Records contained in a dataset
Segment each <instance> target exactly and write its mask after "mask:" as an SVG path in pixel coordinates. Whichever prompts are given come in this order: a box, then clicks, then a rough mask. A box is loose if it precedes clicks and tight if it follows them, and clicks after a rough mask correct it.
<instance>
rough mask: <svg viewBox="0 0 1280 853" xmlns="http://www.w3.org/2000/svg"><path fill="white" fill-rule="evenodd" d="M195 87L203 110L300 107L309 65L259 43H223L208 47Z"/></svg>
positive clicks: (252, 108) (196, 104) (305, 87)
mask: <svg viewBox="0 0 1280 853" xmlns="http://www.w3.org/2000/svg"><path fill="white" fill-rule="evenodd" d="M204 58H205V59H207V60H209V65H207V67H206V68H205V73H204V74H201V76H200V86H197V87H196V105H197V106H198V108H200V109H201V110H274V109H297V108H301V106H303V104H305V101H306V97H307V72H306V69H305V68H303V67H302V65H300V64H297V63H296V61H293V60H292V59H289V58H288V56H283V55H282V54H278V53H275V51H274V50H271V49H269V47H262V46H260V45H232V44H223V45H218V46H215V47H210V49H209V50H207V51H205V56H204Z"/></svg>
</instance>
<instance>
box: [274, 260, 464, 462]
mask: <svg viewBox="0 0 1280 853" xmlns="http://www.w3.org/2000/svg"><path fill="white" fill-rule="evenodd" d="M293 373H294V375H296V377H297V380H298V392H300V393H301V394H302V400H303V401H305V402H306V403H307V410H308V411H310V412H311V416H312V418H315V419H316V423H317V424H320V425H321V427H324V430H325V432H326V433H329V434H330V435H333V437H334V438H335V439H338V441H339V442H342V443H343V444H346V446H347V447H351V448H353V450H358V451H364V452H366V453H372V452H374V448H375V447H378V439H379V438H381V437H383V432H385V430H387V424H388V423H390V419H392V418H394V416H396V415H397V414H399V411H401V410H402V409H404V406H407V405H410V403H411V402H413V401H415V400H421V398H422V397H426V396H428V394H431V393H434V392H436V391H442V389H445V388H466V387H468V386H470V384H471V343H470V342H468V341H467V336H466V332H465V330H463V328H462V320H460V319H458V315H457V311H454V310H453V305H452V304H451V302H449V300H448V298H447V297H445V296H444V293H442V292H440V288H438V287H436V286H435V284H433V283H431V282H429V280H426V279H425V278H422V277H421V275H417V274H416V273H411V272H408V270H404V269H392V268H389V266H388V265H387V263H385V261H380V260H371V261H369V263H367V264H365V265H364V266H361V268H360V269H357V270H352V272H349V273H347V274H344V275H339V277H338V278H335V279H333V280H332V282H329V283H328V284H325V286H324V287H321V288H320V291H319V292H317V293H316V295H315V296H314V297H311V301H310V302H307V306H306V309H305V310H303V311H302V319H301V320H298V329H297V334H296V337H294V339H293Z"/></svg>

Request:
Format every line of the material above as a JSON list of strings, with one string per line and blank lines omitted.

Response to the exercise:
[
  "Segment each <instance> target exactly and write its mask after \"mask:\" as an SVG path in pixel coordinates. Whichever prompts are given come in this order: a box, then clicks, then a rough mask. A box is loose if it precedes clicks and tight if it follows them, and clicks after a rough mask correct it.",
  "<instance>",
  "rough mask: <svg viewBox=\"0 0 1280 853\" xmlns=\"http://www.w3.org/2000/svg\"><path fill=\"white\" fill-rule=\"evenodd\" d=\"M195 87L203 110L300 107L309 65L259 43H223L208 47Z\"/></svg>",
  "positive clicks: (252, 108) (196, 104) (305, 87)",
  "mask: <svg viewBox=\"0 0 1280 853\" xmlns=\"http://www.w3.org/2000/svg\"><path fill=\"white\" fill-rule=\"evenodd\" d=\"M204 58H205V59H207V60H209V65H207V67H206V68H205V73H204V74H201V76H200V86H197V87H196V105H197V106H198V108H200V109H201V110H274V109H297V108H301V106H303V104H305V101H306V97H307V72H306V69H305V68H303V67H302V65H300V64H297V63H296V61H293V60H292V59H289V58H288V56H283V55H282V54H278V53H275V51H274V50H271V49H269V47H262V46H260V45H232V44H223V45H218V46H215V47H210V49H209V50H207V51H205V56H204Z\"/></svg>",
  "</instance>",
  "<instance>",
  "box: [274, 260, 464, 462]",
  "mask: <svg viewBox=\"0 0 1280 853\" xmlns=\"http://www.w3.org/2000/svg\"><path fill=\"white\" fill-rule=\"evenodd\" d=\"M293 373H294V375H296V377H297V380H298V392H300V393H301V394H302V400H303V401H305V402H306V403H307V410H308V411H310V412H311V416H312V418H315V419H316V423H317V424H320V425H321V427H324V430H325V432H326V433H329V434H330V435H333V437H334V438H335V439H338V441H339V442H342V443H343V444H346V446H347V447H351V448H353V450H358V451H364V452H366V453H372V452H374V448H375V447H378V439H379V438H381V437H383V432H385V430H387V424H388V423H390V419H392V418H394V416H396V415H397V414H399V411H401V410H402V409H404V406H407V405H410V403H411V402H413V401H415V400H421V398H422V397H426V396H428V394H431V393H434V392H436V391H442V389H445V388H466V387H468V386H470V384H471V343H470V342H468V341H467V336H466V332H465V330H463V328H462V320H460V319H458V315H457V311H454V310H453V305H452V304H451V302H449V300H448V298H447V297H445V296H444V293H442V292H440V288H438V287H436V286H435V284H433V283H431V282H429V280H426V279H425V278H422V277H421V275H417V274H416V273H411V272H408V270H404V269H392V268H389V266H388V265H387V263H385V261H380V260H371V261H369V263H367V264H365V265H364V266H361V268H360V269H357V270H352V272H349V273H347V274H344V275H339V277H338V278H335V279H333V280H332V282H329V283H328V284H325V286H324V287H321V288H320V291H319V292H317V293H316V295H315V296H314V297H311V301H310V302H307V306H306V309H305V310H303V311H302V319H301V320H298V329H297V334H296V337H294V339H293Z\"/></svg>"
]